> DIRECTIONS:
Show the lines of the material that contain the word "worker".

> DATA FOR THIS EXERCISE:
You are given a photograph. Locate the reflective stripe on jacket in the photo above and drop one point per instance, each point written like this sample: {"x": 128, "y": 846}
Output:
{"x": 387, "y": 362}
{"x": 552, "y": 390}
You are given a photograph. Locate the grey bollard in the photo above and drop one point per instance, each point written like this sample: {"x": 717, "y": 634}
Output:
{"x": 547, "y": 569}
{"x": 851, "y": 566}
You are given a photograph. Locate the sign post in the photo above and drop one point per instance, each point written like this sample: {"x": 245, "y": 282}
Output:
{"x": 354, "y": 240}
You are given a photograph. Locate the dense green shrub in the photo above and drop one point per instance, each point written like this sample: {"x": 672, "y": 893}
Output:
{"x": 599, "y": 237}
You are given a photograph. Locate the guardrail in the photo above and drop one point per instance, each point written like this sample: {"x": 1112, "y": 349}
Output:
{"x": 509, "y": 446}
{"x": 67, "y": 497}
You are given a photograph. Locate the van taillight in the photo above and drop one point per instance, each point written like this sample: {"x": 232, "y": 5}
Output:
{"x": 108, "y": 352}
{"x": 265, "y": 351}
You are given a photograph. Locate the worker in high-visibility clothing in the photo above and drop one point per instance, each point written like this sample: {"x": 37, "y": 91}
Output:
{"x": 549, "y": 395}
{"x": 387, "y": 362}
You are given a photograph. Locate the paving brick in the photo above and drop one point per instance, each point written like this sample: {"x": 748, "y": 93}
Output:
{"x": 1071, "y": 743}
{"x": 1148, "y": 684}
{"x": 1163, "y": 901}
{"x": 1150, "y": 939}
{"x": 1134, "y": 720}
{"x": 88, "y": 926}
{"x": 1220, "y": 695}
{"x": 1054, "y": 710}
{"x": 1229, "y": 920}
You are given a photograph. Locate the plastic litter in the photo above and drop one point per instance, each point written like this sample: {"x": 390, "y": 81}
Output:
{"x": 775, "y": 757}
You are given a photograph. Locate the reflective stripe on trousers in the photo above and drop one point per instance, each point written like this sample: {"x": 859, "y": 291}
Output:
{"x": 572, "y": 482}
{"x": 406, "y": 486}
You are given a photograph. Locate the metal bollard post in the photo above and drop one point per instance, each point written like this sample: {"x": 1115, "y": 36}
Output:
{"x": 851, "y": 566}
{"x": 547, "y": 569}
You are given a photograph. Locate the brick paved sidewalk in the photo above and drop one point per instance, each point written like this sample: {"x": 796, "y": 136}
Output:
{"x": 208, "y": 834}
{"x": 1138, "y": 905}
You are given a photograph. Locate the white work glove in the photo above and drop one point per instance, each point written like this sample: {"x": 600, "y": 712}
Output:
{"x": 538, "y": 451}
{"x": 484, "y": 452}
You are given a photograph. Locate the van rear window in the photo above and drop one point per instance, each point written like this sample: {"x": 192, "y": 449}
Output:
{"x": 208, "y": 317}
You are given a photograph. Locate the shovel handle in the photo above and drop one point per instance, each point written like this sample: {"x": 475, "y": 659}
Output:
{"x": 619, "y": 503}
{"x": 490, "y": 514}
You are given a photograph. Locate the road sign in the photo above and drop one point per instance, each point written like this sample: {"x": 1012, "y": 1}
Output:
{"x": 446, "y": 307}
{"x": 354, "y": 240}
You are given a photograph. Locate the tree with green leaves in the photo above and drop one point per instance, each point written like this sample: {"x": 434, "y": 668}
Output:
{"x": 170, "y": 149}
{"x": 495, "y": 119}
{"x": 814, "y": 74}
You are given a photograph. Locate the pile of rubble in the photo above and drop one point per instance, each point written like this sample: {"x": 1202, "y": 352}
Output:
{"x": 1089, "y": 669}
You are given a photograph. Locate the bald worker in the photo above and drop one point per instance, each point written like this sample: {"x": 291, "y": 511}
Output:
...
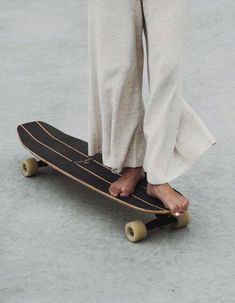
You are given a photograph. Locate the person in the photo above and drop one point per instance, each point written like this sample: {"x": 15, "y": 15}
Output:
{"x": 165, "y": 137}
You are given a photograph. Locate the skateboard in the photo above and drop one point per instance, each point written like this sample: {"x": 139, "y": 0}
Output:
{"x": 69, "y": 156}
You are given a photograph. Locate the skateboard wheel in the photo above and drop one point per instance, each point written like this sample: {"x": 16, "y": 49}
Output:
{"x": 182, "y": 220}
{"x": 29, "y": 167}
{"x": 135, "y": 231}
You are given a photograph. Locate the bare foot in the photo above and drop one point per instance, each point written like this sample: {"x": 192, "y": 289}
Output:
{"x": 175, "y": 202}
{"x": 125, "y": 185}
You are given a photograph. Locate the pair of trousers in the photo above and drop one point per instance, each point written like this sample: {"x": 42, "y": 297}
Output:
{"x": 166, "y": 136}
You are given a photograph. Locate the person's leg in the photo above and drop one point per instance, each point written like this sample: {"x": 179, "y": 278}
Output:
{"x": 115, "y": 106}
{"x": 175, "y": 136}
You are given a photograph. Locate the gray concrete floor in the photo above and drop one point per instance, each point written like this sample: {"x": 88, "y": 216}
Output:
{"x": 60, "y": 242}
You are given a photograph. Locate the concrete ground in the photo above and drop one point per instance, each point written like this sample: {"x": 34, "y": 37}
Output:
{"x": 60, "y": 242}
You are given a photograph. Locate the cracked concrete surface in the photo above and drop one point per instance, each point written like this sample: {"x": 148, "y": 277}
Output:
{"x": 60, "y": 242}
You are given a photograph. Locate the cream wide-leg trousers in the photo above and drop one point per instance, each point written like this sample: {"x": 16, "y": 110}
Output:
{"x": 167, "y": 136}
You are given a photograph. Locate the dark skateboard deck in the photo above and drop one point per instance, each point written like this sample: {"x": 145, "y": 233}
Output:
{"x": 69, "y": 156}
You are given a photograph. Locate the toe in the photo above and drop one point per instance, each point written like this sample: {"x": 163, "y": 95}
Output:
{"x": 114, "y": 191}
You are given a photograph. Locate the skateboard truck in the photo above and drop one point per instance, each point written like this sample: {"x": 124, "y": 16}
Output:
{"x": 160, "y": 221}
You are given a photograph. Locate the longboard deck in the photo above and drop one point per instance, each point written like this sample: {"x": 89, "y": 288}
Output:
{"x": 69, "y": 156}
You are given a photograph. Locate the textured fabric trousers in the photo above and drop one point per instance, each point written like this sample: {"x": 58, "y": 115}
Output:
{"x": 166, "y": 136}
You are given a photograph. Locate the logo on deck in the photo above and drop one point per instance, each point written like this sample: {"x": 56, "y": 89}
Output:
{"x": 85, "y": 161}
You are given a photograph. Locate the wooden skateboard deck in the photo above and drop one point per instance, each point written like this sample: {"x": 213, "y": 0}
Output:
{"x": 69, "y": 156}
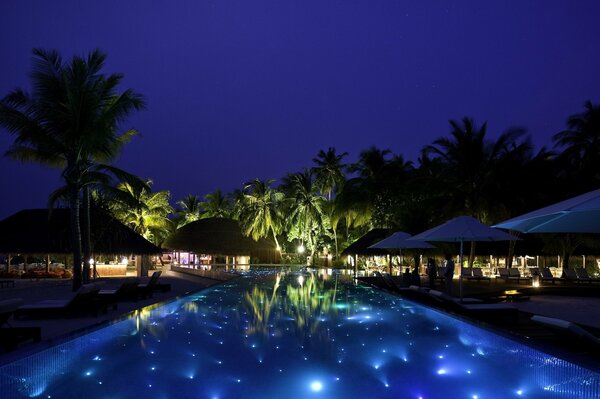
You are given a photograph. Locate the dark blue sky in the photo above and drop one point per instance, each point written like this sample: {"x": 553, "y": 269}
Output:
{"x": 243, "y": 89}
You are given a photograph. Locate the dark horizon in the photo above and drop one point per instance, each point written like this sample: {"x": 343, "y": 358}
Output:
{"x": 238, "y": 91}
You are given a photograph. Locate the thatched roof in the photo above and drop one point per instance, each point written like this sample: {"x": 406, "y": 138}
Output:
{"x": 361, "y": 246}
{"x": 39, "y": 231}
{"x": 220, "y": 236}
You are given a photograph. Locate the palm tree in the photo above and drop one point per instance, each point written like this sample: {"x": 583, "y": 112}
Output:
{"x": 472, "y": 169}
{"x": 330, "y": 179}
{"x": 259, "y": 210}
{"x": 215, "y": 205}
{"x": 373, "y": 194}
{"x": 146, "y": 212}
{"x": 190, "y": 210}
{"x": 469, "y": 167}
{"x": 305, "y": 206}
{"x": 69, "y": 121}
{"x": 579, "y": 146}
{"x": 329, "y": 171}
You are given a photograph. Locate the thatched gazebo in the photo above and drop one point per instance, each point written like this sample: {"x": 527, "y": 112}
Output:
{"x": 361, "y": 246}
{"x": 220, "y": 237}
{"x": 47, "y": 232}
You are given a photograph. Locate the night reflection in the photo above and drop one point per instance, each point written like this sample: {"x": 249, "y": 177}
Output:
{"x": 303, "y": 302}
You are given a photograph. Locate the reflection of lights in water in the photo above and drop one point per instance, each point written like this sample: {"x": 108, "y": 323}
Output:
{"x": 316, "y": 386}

> YOUR SOLUTION:
You are given a photograph. Locate the worker in high-visibility clothing in the photo above and drop one point per instance, each point written like this sample: {"x": 37, "y": 91}
You are given a photograph. Locate the bald worker in the photo above and drop one point per instance, each point written like this sample: {"x": 291, "y": 511}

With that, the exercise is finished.